SELECTED EXCERPT:
Fungal Mycotecture to Grow Mars Habitats

A turtle carries its own habitat. While reliable, it costs energy in transporting mass. NASA makes the same trade-off when it transports habitats and other structures needed for human and other applications on lunar and planetary surfaces “on the back” of its missions.

During Phase 1, NASA Ames Research Center identified a novel biology-based solution to in situ production of usable components for space exploration: using fungal mycelial composites to grow structures off-planet, from habitats to furniture. In Phase 1, they delivered the biological strains needed to produce the mycelia appropriate to engineering uses, a fabrication process to form the mycelia into blocks and stools, an adhesive to join the blocks into components, and mechanical testing to characterize the strength of the parts. They developed architectural designs, and a mission architecture to implement the concept on Mars. The results have attracted wide attention from the press and the project, through the participation of the 2018 Stanford-Brown-RISD iGEM team, was nominated for best manufacturing project and best new composite part in the premier student synthetic biology competition.

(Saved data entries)
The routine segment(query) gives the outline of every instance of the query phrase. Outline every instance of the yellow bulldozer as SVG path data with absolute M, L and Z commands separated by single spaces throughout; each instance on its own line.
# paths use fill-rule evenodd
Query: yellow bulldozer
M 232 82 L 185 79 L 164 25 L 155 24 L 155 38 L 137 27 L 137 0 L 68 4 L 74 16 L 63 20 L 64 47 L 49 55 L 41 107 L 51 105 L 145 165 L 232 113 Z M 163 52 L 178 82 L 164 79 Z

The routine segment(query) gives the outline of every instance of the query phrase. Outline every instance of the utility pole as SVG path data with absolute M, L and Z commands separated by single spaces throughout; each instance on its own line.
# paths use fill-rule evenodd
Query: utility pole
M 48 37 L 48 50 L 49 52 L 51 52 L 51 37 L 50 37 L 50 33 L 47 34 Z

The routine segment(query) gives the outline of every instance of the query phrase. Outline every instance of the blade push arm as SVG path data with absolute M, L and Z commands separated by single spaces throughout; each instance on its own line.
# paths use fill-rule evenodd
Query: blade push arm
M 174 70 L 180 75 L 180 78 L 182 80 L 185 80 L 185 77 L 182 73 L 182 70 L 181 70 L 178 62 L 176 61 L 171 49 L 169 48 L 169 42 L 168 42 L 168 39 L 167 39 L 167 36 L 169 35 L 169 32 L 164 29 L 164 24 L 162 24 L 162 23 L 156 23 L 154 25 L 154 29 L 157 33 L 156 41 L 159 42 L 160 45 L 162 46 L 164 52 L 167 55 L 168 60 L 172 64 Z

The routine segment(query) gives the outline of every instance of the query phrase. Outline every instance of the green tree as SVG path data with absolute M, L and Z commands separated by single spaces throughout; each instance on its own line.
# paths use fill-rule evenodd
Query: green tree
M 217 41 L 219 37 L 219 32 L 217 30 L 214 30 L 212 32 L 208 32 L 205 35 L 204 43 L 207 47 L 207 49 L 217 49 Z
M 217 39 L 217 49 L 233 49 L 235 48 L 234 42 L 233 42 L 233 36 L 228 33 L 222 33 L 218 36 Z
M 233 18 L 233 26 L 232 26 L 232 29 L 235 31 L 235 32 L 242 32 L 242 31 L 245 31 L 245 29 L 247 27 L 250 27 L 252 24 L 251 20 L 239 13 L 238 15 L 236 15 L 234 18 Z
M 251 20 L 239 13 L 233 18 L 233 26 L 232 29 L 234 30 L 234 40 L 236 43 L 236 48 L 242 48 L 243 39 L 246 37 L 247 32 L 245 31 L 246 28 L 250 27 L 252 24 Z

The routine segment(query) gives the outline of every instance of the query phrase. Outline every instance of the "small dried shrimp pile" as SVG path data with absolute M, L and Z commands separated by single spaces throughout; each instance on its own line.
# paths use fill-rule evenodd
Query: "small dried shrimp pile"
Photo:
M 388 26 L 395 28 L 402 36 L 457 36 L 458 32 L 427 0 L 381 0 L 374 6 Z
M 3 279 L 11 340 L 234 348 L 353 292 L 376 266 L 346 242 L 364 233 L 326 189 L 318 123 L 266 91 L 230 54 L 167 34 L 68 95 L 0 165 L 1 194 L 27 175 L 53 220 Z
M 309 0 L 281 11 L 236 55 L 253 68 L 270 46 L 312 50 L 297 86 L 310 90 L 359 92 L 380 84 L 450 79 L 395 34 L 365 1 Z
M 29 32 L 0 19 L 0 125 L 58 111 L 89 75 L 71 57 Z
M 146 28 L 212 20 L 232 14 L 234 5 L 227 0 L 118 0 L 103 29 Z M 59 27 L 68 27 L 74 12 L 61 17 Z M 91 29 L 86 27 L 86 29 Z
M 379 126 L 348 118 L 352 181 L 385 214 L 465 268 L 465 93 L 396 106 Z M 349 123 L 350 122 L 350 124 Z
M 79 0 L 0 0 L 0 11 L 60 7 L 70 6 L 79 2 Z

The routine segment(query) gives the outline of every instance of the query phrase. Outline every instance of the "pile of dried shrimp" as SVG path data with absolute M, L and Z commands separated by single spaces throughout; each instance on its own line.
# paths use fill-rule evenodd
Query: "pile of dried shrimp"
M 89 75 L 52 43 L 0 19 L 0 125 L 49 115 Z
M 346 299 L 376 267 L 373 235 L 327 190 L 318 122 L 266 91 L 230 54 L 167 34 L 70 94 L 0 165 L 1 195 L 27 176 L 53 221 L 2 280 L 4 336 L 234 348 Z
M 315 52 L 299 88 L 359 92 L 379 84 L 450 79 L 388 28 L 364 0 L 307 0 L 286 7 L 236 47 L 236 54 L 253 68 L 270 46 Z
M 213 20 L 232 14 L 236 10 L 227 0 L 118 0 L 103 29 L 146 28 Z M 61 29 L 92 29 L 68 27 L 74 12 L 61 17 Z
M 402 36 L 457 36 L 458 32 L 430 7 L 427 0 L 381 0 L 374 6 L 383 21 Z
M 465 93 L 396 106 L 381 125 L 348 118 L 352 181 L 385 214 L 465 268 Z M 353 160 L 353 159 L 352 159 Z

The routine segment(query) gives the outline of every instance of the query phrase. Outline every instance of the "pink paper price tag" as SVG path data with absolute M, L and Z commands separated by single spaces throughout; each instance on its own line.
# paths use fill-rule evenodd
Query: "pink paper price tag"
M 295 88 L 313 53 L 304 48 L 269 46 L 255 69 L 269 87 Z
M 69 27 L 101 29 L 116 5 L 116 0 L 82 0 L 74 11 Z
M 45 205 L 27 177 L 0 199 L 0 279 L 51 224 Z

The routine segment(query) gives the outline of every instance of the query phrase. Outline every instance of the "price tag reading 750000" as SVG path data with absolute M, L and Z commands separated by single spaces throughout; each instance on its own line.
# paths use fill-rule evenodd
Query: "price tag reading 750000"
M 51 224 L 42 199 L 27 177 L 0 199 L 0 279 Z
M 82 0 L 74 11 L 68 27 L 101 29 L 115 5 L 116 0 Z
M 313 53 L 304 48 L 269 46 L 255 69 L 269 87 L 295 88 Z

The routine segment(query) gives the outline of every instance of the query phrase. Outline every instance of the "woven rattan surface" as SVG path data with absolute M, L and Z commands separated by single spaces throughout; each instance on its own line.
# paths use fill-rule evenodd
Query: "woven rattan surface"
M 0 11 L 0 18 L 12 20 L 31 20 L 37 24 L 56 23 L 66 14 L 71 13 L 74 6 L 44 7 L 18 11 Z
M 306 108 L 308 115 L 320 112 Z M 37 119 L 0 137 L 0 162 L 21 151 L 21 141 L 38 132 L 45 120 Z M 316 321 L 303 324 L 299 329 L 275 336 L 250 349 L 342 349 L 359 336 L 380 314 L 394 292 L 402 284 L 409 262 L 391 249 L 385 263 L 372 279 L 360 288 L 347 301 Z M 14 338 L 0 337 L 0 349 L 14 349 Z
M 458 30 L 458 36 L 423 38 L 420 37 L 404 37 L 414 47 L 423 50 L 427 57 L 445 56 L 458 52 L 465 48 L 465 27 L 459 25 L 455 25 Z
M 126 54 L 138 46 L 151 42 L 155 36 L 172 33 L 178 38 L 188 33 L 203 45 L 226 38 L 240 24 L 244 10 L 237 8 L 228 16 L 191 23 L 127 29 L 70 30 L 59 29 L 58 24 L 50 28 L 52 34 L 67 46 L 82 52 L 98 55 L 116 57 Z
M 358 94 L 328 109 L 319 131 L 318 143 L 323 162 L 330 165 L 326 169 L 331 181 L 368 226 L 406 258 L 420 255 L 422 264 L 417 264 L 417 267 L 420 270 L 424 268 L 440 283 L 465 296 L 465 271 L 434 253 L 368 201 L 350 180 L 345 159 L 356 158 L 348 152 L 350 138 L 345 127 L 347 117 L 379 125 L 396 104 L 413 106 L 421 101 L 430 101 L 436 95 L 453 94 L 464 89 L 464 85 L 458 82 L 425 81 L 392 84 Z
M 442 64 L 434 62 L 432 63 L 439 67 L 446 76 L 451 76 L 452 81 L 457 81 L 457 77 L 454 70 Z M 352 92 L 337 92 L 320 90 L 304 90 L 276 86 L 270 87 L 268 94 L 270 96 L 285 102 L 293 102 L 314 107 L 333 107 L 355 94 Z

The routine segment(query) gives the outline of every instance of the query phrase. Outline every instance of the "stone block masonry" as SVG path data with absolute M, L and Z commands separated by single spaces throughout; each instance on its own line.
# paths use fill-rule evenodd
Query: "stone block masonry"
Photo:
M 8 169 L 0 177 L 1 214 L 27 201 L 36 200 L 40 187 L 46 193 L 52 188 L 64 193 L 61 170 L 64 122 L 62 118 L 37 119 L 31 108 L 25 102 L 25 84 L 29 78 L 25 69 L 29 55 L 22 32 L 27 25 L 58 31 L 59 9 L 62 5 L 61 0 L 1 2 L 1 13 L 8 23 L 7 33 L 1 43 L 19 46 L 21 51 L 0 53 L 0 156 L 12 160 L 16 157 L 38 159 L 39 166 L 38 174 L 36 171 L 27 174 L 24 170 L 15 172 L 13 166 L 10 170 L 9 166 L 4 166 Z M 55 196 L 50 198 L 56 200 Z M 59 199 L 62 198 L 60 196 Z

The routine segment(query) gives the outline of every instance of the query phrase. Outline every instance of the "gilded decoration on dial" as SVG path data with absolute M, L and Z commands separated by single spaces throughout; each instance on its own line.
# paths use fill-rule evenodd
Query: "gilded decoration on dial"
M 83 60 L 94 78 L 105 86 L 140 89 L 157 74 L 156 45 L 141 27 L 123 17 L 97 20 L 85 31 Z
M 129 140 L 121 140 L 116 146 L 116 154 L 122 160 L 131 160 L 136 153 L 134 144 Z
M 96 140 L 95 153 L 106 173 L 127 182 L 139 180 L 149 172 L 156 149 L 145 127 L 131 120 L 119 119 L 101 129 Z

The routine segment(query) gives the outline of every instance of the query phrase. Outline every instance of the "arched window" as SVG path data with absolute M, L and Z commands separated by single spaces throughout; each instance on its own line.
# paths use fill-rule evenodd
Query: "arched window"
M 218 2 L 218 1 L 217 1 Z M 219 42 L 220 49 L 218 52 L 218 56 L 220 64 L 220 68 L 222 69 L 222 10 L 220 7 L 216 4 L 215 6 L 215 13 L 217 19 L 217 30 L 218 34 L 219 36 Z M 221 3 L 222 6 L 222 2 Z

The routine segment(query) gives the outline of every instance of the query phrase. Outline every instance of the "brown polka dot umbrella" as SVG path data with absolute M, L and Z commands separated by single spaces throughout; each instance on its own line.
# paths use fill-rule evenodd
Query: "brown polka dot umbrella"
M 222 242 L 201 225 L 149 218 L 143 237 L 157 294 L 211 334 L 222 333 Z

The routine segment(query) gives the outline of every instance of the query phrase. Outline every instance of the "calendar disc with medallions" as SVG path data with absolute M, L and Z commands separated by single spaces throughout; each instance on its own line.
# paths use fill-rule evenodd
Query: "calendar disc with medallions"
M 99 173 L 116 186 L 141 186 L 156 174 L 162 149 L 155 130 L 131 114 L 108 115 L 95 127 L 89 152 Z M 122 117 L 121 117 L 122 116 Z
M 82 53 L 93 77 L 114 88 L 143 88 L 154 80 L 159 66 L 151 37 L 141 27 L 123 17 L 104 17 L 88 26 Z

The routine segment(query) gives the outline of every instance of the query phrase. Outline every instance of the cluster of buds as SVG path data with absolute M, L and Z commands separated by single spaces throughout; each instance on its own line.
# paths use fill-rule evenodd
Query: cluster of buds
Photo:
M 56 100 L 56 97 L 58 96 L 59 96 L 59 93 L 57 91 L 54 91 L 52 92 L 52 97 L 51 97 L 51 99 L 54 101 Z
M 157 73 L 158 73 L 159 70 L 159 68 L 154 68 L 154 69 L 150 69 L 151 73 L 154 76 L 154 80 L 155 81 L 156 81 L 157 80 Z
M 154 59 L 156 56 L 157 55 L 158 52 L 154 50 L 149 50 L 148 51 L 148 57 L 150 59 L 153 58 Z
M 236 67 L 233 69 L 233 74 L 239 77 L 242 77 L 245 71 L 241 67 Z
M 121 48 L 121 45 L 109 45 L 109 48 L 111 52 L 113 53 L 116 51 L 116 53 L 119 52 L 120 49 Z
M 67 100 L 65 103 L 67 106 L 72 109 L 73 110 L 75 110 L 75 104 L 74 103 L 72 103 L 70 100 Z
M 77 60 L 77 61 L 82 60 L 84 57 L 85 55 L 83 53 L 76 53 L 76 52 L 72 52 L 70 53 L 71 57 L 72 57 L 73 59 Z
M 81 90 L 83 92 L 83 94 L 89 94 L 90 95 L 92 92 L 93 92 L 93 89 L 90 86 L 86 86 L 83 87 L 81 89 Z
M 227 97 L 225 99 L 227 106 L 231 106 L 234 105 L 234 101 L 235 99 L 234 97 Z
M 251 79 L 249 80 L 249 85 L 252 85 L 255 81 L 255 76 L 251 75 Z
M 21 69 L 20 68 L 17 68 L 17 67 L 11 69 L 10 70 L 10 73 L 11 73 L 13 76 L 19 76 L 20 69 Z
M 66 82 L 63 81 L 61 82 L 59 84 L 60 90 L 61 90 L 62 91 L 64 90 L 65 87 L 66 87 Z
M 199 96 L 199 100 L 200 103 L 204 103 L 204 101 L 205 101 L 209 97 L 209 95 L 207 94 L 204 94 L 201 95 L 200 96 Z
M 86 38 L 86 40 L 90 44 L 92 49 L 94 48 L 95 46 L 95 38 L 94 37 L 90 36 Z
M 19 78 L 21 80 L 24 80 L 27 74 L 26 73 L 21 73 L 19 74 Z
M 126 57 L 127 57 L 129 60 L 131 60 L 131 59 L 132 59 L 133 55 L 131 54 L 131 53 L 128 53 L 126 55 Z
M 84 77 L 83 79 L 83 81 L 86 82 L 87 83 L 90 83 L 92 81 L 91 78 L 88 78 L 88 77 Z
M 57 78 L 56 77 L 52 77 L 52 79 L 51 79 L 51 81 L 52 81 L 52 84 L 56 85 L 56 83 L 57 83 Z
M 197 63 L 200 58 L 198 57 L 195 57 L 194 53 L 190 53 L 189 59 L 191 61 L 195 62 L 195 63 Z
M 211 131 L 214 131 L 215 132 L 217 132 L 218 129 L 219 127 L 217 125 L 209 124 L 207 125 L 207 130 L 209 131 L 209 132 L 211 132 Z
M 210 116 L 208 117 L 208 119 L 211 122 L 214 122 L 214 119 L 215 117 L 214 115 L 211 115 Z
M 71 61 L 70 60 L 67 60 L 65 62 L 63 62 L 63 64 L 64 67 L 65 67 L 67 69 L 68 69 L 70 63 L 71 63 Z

COMPLETE THE FOLLOWING:
1. Decide whether each statement agrees with the passage on fungal mycotecture. Answer yes or no for each, and quote the words of the passage that decide it.
(a) In Phase 1, the team delivered an adhesive for joining blocks into components.
(b) The project won the award for best manufacturing project.
(c) NASA Ames Research Center identified the biology-based solution.
2. According to the passage on fungal mycotecture, which student team took part in the project?
3. Resume the passage on fungal mycotecture, starting after its final sentence.

LIST OF ANSWERS:
1.
(a) Yes: "an adhesive to join the blocks into components"
(b) No: "was nominated for best manufacturing project and best new composite part"
(c) Yes: "NASA Ames Research Center identified a novel biology-based solution to in situ production of usable components for space exploration"

2. The 2018 Stanford-Brown-RISD iGEM team.

3.
Phase 2 will continue to develop the Phase 1 concept, but now intensifying our focus towards lunar habitats with feet forward to Mars implementation. They will continue to develop the technology by developing a novel prototype that uses the mycelia to fill a lightweight porous scaffold coated with nutrient hydrogel enclosed in plastic sheets (“bag”) or a living cyanobacterial feedstock. Key technology parameters (choice of fungi, growth conditions and speed, pore size) will be tested in the miniature prototypes. Selected prototype habitats will be tested for their mechanical properties, and then in a planetary simulator to assess resistance to specific challenging lunar and Martian conditions and to gauge the degree to which developed capabilities can be delivered in those conditions. More complete structures, including infrastructure for a habitat like plumbing and air handling components, will be conceptualized and progress towards such designs will be undertaken. A mission architecture that will be flexible, as is appropriate for the flexible nature of the components themselves, and the potential broad outlines of a systems engineering scheme for lunar implementation will be created in response to those of our development goals that appear to be most viable.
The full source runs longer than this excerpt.